## Required action
Write out the lines below exactly, beginning at the one with "Where can the green leafy" and stopping after the one with "Where can the toilet lid"; the pictures are not copied.

[Material for the task]

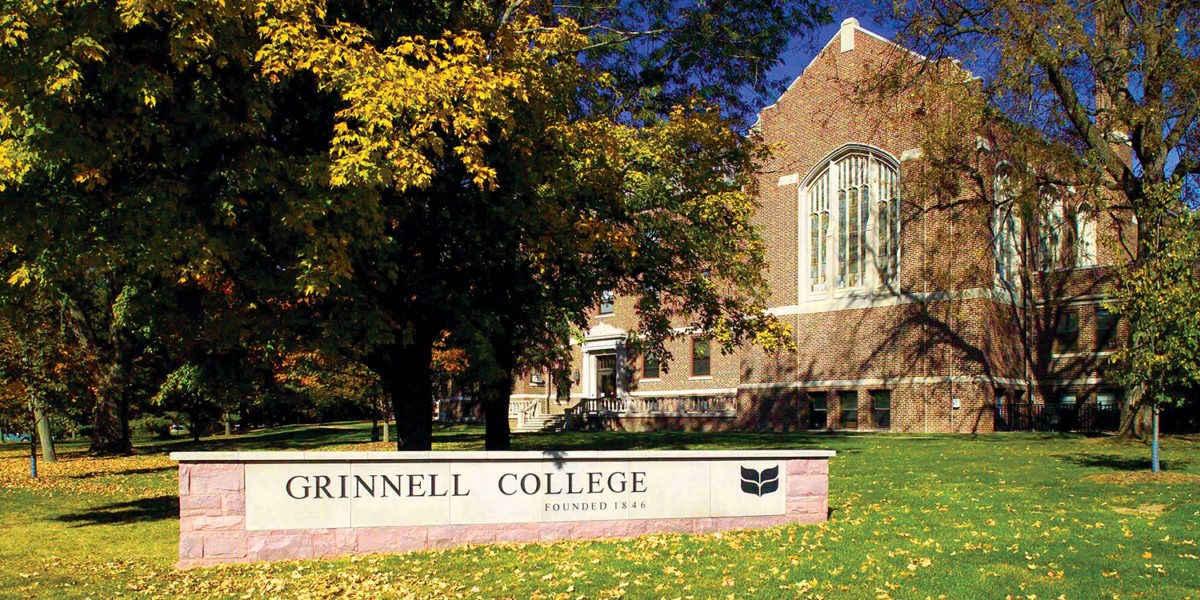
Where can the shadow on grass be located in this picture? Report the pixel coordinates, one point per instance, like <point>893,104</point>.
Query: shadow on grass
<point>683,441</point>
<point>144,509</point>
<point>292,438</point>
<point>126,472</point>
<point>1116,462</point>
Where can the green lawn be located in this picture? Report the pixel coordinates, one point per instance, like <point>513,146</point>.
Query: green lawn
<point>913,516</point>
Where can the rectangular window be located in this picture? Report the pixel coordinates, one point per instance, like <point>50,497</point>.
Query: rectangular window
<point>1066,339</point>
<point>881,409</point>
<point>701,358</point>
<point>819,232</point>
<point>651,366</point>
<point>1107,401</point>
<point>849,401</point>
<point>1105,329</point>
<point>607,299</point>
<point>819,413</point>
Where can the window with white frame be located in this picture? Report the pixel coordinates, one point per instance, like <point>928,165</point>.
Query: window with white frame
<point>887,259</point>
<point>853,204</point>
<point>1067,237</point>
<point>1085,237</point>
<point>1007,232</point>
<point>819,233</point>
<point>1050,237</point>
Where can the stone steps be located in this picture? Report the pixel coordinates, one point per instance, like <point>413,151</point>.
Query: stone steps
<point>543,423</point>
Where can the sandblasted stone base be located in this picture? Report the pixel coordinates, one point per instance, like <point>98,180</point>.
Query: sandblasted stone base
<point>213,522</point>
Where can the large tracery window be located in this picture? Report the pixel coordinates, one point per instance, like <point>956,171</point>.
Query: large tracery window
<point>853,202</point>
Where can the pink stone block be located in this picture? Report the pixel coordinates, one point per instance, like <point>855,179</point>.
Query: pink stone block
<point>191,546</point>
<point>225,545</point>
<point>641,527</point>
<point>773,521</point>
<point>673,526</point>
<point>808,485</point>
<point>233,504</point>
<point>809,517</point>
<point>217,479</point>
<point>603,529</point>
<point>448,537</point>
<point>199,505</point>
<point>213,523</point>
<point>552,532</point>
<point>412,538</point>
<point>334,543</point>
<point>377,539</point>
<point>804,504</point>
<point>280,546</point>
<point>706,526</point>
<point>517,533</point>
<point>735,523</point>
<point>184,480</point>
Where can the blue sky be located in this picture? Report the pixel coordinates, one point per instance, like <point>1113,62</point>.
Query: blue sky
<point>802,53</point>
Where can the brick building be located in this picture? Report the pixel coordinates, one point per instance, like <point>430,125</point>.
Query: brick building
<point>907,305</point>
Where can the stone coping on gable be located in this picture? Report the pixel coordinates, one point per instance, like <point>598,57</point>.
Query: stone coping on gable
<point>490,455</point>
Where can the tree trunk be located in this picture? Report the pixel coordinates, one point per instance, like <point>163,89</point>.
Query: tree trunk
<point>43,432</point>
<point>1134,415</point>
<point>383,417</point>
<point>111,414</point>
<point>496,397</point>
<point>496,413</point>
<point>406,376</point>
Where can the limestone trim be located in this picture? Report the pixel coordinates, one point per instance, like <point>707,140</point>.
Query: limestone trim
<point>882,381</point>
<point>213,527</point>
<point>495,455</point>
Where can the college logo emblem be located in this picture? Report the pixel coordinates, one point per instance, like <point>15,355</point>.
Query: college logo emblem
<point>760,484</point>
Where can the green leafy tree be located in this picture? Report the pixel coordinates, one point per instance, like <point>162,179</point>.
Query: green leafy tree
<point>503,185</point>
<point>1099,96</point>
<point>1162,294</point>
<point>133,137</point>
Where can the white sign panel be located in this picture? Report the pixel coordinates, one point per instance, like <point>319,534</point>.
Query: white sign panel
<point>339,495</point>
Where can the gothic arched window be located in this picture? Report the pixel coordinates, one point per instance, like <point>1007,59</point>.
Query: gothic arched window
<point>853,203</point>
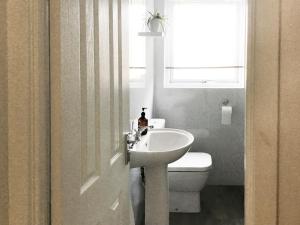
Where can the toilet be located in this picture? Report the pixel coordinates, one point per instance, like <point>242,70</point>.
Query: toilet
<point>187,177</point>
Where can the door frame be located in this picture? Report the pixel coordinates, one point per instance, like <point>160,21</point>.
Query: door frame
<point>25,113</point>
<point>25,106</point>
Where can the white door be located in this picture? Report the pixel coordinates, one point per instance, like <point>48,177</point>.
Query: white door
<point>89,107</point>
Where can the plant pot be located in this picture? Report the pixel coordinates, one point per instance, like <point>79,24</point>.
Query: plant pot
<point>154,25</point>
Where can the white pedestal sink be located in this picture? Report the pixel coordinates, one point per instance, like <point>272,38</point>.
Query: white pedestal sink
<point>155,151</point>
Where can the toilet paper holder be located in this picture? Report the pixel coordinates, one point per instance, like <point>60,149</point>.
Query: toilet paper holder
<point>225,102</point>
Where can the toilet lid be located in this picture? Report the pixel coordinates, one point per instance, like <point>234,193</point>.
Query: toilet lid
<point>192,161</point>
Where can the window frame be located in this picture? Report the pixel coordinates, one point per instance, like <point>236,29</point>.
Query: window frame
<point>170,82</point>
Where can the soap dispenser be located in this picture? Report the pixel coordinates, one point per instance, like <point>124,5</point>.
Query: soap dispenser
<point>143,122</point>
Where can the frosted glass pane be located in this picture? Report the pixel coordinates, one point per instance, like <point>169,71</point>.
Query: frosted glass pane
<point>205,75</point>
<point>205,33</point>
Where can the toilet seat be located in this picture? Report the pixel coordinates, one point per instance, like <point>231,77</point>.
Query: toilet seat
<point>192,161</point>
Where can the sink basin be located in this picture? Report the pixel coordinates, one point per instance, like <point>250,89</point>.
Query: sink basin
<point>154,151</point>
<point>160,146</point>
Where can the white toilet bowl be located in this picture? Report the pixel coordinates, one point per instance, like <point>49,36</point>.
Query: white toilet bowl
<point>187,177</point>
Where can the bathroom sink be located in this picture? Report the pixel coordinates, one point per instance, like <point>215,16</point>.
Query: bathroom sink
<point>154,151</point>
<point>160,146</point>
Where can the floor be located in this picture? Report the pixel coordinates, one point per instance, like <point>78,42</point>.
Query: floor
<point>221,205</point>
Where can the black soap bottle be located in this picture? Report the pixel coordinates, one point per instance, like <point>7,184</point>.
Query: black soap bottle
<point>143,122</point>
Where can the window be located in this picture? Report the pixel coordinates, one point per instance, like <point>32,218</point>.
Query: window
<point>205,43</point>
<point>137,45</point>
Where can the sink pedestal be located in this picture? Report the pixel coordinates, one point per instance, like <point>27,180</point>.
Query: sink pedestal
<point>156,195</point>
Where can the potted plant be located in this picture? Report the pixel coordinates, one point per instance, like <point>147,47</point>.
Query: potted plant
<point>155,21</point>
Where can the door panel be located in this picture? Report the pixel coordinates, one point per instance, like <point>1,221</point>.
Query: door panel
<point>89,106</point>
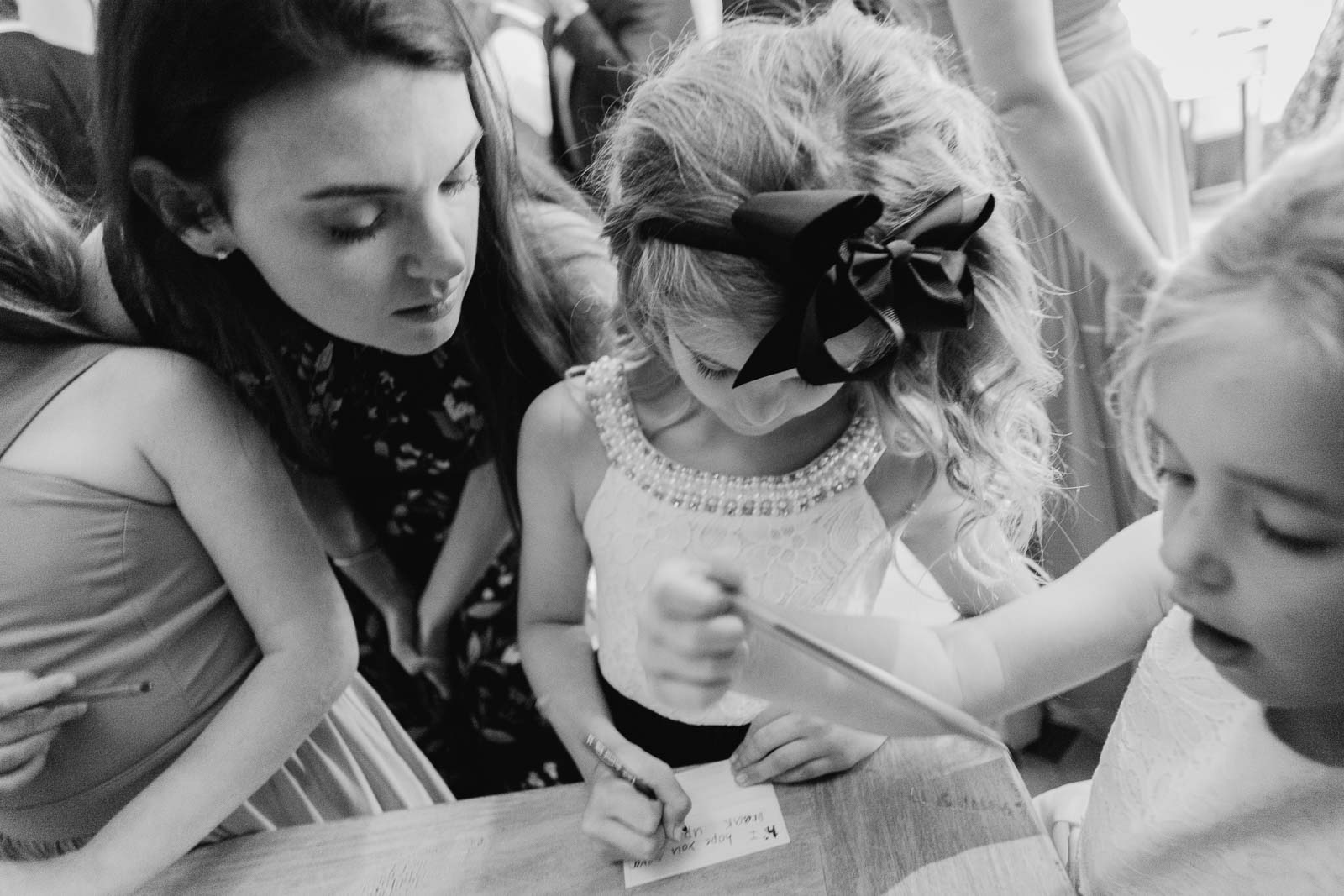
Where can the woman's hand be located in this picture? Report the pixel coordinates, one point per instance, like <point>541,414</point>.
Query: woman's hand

[/Material for the task]

## Answer to this exercise
Where can the green leafy tree be located in this picture? Report the pixel coordinates, one point per instance, like <point>162,179</point>.
Query: green leafy tree
<point>503,185</point>
<point>1099,96</point>
<point>1162,294</point>
<point>133,137</point>
Where can the white sign panel be located in this picture? Report the pixel coordinates, one point per instance, like <point>319,534</point>.
Query: white sign panel
<point>339,495</point>
Where can the gothic arched window be located in this picture? Report the pixel coordinates, one point per instance, like <point>1007,59</point>.
Query: gothic arched window
<point>853,203</point>
Where can the toilet be located in this picture? Report the pixel coordinates, one point per instance, like <point>242,70</point>.
Query: toilet
<point>187,177</point>
Where can the door frame be located in this picture? Report the pixel coordinates, one point per instance, like <point>160,21</point>.
Query: door frame
<point>25,113</point>
<point>25,106</point>
Where can the white door be located in this picture? Report the pixel coordinates, one point per instance, like <point>48,177</point>.
Query: white door
<point>89,107</point>
Where can the plant pot be located in this picture? Report the pixel coordinates, one point per instance, like <point>79,24</point>.
Query: plant pot
<point>154,25</point>
Where can the white pedestal sink be located in this picture? Report the pixel coordinates, one point per instance, like <point>272,38</point>.
Query: white pedestal sink
<point>155,151</point>
Where can the toilet paper holder be located in this picture? Report the pixel coordinates, one point per instance, like <point>60,149</point>.
Query: toilet paper holder
<point>225,102</point>
Where can the toilet lid be located in this picture? Report the pixel coordinates, one point per instance, like <point>234,193</point>.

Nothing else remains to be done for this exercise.